PROBLEM DESCRIPTION:
Omit all images. Transcribe the rest of the material below exactly.

INPUT RECORDS:
┌──
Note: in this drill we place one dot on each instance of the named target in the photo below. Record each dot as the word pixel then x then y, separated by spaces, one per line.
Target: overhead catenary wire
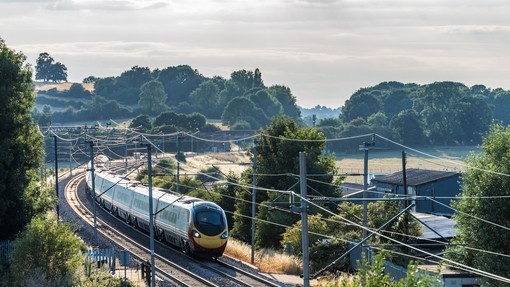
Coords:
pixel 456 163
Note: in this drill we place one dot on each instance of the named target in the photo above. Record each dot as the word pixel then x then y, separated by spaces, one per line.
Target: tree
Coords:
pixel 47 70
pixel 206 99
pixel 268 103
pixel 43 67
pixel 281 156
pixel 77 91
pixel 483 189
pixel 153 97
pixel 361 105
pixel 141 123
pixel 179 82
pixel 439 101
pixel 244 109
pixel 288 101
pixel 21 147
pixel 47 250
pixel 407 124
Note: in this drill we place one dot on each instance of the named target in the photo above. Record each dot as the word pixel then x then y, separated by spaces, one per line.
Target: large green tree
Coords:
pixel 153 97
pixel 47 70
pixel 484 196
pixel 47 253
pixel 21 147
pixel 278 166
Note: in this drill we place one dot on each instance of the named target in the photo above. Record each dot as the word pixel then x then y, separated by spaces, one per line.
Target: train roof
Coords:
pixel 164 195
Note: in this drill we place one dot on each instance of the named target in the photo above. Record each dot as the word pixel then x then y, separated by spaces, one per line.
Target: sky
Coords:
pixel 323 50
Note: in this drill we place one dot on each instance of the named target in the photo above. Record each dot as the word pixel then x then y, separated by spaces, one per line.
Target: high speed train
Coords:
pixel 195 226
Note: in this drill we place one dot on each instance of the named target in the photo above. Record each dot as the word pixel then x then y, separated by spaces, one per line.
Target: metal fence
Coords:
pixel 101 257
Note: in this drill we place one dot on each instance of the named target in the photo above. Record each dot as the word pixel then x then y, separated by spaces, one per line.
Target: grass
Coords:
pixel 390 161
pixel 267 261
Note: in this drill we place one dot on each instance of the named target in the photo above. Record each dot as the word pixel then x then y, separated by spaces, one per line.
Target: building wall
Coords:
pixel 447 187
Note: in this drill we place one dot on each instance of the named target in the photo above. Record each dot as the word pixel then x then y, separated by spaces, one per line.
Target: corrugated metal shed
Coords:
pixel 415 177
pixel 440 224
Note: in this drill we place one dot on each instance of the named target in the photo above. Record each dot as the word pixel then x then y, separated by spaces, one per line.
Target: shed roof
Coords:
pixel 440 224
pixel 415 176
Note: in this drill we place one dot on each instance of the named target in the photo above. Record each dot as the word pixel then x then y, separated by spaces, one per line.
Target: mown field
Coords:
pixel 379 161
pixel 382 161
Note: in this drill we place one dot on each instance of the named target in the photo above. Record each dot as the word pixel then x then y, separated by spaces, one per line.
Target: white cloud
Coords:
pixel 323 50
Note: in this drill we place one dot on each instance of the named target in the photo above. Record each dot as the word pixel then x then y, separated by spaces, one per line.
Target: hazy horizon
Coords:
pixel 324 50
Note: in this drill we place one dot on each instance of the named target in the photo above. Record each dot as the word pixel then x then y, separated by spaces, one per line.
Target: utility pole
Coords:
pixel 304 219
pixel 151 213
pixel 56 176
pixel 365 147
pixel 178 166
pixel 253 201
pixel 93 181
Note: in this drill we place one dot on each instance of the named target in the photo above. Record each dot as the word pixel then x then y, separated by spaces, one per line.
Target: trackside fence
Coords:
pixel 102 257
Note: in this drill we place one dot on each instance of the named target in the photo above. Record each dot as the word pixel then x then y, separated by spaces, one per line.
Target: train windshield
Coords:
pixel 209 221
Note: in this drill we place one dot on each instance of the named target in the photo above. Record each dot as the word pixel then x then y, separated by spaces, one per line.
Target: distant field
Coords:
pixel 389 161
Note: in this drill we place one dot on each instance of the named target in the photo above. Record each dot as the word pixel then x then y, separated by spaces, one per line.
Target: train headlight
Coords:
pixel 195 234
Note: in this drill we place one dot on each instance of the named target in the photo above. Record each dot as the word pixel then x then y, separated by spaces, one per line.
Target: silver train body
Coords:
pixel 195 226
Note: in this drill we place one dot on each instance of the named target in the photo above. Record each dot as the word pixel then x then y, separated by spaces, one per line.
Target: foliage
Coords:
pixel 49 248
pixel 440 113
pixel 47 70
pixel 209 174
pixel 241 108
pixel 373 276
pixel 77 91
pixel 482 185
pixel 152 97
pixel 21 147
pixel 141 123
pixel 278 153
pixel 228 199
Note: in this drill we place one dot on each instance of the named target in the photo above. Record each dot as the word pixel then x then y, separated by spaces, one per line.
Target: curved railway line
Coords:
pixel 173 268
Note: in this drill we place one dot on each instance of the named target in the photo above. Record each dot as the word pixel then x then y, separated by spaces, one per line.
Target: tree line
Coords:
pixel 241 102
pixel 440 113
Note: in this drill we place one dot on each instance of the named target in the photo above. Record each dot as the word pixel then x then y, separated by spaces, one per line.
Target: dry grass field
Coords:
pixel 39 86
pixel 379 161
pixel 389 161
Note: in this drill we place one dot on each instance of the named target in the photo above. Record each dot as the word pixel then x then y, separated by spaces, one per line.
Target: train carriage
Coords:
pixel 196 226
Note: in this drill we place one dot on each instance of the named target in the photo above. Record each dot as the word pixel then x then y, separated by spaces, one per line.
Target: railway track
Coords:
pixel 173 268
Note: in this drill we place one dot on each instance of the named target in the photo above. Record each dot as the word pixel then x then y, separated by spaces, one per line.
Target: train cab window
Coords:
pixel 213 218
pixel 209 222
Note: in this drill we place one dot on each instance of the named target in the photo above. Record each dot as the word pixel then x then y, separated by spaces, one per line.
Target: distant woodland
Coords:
└──
WRITTEN SOLUTION:
Note: in this drill we place one dot on each instance of the named target in the photo below. Record each dot as the word pixel then x then y, separated by spaces, one per line.
Target: overhead catenary wire
Coords:
pixel 456 163
Note: in this drill we place one dot on each instance of the named target in the photo above. Record each dot as the word pixel then x then y, separated by spaces, one per line.
Target: tree
Coords:
pixel 47 70
pixel 206 99
pixel 268 103
pixel 43 67
pixel 281 156
pixel 77 91
pixel 483 189
pixel 153 97
pixel 361 105
pixel 141 123
pixel 179 82
pixel 439 101
pixel 244 109
pixel 288 101
pixel 21 147
pixel 47 250
pixel 407 124
Note: in this drill we place one dot on each instance of the named target in the photo above. Record each dot as the word pixel then x then y, separated by spaces, one per line.
Target: large green tree
Coords:
pixel 153 97
pixel 47 70
pixel 484 196
pixel 47 253
pixel 21 147
pixel 278 166
Note: in this drill we place one dot on each instance of the named target in the photo above. Record each dot as the word pixel then x then y, separated by spaces, one per line.
Target: train roof
Coords:
pixel 164 195
Note: in this drill we place one dot on each instance of the named target in the photo above. Record each dot as the word pixel then x then y, separated by spaces, one per line.
Target: sky
Coords:
pixel 323 50
Note: in this drill we place one dot on each instance of the named target in the photo above. Record each dot as the word pixel then x then y, separated by spaces, one per line.
Target: high speed train
Coords:
pixel 195 226
Note: in this drill we place one dot on each instance of the named target in the photo above. Record each dot as the word pixel then x then y, separated by spaces, one per line.
Target: metal fence
Coords:
pixel 101 257
Note: in this drill we place one dot on each instance of the named target in the photo above. Record each dot as the word pixel then x then y, separated by spaces, one per line.
Target: grass
Coords:
pixel 390 161
pixel 267 261
Note: in this drill we place one dot on each instance of the named target in the photo above. Record each dot as the word pixel then x then y, separated by spaces, one per line.
Target: building wall
Coords:
pixel 447 187
Note: in this drill we place one dot on each instance of the named target in the photo above. Record each dot as the word pixel then x then y, separated by spaces, one per line.
Target: corrugated metal shed
Coords:
pixel 415 177
pixel 440 224
Note: in this drill we place one dot on each instance of the named target in the photo above. Record each dot as the word pixel then x then y, separated by spaces, one per line.
Target: shed roof
Coords:
pixel 440 224
pixel 415 176
Note: in this drill we place one dot on each instance of the named target in the photo above. Record each dot as the word pixel then x then y, separated by spaces, one per line.
Target: mown field
Coords:
pixel 379 161
pixel 382 161
Note: in this drill we place one dot on each instance of the named target in the photo above. Record each dot as the word pixel then x then y, separated by spaces, one per line.
Target: white cloud
Coords:
pixel 323 50
Note: in this drill we place one dot on each instance of the named target in the photo above. Record each dot as the word pixel then x then y, separated by spaces, one per line.
Target: hazy horizon
Coords:
pixel 324 50
Note: in this drill we place one dot on each instance of the named target in the photo above. Record each dot as the word pixel then x then y, separated by spaces, one per line.
Target: utility pole
Coords:
pixel 304 219
pixel 151 213
pixel 56 176
pixel 365 147
pixel 178 166
pixel 253 201
pixel 93 181
Note: in this drill we place one dot on each instance of the named target in the photo above. Record each dot as the word pixel then x then y, separated by spaces, one per line.
Target: trackside fence
Coords:
pixel 102 257
Note: in this drill we place one dot on each instance of the named target in the photo above. Record each dot as the word pixel then x then y, separated by spaces, one per line.
Target: train windshield
Coords:
pixel 209 221
Note: in this drill we place one dot on each instance of the named target in the photo above. Record each dot as the word pixel then x then y, separated by spaces, one per line.
Target: distant field
Coords:
pixel 389 161
Note: in this drill we place one dot on each instance of the named target in the photo above. Record each dot as the word pixel then x then y, separated by spaces, one per line.
Target: train headlight
Coords:
pixel 195 234
Note: in this drill we place one dot on each instance of the named target in the photo above. Record each dot as the word pixel then x then y, separated by spaces, one per line.
Target: silver train body
Coords:
pixel 195 226
Note: in this drill we place one dot on each instance of the named target in the photo above. Record each dot as the word pixel then x then y, separated by spaces, one per line.
Target: foliage
Coords:
pixel 49 248
pixel 440 113
pixel 47 70
pixel 209 174
pixel 241 108
pixel 373 276
pixel 77 91
pixel 482 185
pixel 152 97
pixel 21 147
pixel 141 123
pixel 278 153
pixel 228 199
Note: in this drill we place one dot on each instance of the named target in the photo above. Record each dot as the word pixel then x then y, separated by spaces, one per line.
Target: curved railway line
Coords:
pixel 173 268
Note: in this drill we place one dot on each instance of the named target in the photo above. Record each dot as the word pixel then x then y, separated by spaces, one per line.
Target: tree line
Coords:
pixel 241 102
pixel 440 113
Note: in this drill we place one dot on each instance of the named target in the photo above. Record each dot as the word pixel then x then y, separated by spaces, one per line.
Target: dry grass field
Coords:
pixel 39 86
pixel 379 161
pixel 389 161
Note: in this drill we place one dot on each instance of the named target in the photo above. Record each dot as the word pixel then x then y, separated by spaces, one per line.
Target: train carriage
Coords:
pixel 196 226
Note: in this drill we place one dot on each instance of the named target in the photo above. Record each dot as the word pixel then x then y, separated by spaces, one per line.
Target: railway track
Coords:
pixel 173 268
Note: in this drill we place one dot on each instance of the named target in the photo above. Record each dot as the word pixel then x then y, separated by spaces, one per line.
Target: train cab window
Coords:
pixel 213 218
pixel 209 222
Note: in this drill we place one dot on each instance of the named target in the photo above. Record each dot as the word pixel then x then y, separated by spaces, one per line.
Target: distant woodland
Coords:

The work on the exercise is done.